Reproduce each of the records below line for line, with no changes.

-- begin Data shown --

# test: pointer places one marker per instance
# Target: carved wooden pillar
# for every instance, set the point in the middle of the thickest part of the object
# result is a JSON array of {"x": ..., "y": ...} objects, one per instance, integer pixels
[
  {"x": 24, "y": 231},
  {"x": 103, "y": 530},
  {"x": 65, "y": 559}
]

-- end Data shown --

**Problem solution**
# test: pointer places one marker per instance
# Target: carved wooden pillar
# for every instance, set the point in the middle of the thickest part of the object
# result is a JSON array of {"x": ..., "y": ...} objects, one per instance, integer pixels
[
  {"x": 24, "y": 231},
  {"x": 103, "y": 530},
  {"x": 65, "y": 559}
]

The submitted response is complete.